• QUOTED PASSAGE:
Arm MAP provides code viewing, editing and rebuilding features. It also integrates with most major version control systems and provides static analysis to automatically detect many classes of common errors.
The code editing and rebuilding capabilities are not designed for developing applications from scratch, but they are designed to fit into existing profiling sessions that are running on a current executable.
Source and header files found in the executable are reconciled with the files present on the front-end server, and displayed in a simple tree view within the Project Files tab of the Project Navigator window. Source files can be loaded for viewing by clicking on the file name.
The source code viewer supports automatic color syntax highlighting for C and Fortran.
You can hide functions or subroutines you are not interested in by clicking the '-' glyph next to the first line of the function. This will collapse the function. Simply click the '+' glyph to expand the function again.

• RECORDS SUPPLIED:
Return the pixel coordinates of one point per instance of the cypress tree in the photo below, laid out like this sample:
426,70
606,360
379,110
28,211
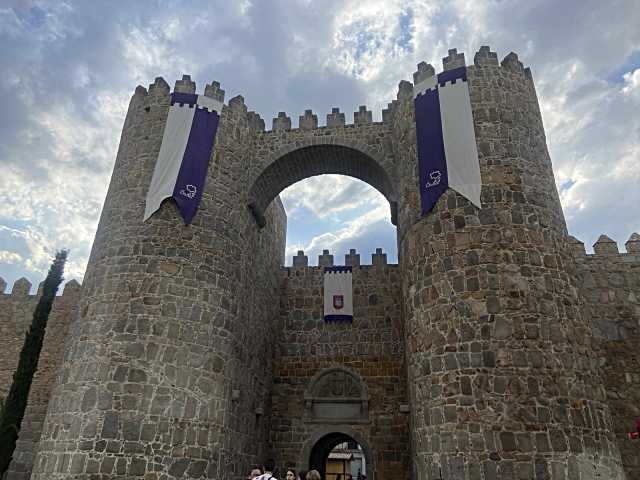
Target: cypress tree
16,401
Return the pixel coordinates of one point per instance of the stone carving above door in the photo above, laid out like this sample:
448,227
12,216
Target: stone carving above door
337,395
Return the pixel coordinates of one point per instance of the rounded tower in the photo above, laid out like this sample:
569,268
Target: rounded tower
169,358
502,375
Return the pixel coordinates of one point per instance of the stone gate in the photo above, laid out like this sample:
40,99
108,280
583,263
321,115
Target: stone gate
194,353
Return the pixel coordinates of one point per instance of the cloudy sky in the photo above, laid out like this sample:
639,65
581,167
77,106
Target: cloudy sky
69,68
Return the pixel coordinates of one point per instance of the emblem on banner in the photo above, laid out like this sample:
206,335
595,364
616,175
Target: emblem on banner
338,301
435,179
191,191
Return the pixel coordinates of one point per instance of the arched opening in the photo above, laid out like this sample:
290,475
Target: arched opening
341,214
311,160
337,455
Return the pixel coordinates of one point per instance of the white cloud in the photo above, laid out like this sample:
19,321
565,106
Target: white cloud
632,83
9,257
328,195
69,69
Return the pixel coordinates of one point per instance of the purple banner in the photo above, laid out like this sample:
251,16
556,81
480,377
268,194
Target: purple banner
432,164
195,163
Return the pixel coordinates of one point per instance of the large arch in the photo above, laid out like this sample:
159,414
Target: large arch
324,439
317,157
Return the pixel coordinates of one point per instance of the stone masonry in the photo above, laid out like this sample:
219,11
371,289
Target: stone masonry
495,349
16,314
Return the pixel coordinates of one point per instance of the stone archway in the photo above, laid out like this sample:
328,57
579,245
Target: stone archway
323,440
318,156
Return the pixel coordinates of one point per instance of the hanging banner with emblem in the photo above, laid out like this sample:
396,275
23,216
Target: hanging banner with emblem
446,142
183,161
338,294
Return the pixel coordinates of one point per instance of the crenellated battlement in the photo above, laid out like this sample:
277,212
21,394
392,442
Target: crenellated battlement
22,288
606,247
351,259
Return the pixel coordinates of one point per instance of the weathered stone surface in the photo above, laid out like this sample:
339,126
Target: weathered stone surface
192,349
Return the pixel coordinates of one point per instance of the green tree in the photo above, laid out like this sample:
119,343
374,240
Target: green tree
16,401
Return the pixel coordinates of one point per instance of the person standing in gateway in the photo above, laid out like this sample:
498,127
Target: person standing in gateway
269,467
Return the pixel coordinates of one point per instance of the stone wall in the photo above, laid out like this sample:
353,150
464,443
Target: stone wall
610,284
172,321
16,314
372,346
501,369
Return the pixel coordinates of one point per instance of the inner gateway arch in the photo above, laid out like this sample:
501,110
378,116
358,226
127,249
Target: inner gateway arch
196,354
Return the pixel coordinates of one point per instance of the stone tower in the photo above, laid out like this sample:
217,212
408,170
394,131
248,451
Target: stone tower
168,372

---

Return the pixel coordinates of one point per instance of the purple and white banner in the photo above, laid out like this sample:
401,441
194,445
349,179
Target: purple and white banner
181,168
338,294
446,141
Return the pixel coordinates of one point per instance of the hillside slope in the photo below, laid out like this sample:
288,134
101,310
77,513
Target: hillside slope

• WRITTEN EXERCISE 1: Reproduce everything in the Arm MAP text from "The code editing" down to "the file name.".
• WRITTEN EXERCISE 2: Find each line of the records that contains the string "cypress" and copy those lines.

• RIGHT ANSWER 1:
The code editing and rebuilding capabilities are not designed for developing applications from scratch, but they are designed to fit into existing profiling sessions that are running on a current executable.
Source and header files found in the executable are reconciled with the files present on the front-end server, and displayed in a simple tree view within the Project Files tab of the Project Navigator window. Source files can be loaded for viewing by clicking on the file name.

• RIGHT ANSWER 2:
Return the pixel coordinates of one point per instance of the cypress tree in the photo below, laid out like this sample:
Target: cypress tree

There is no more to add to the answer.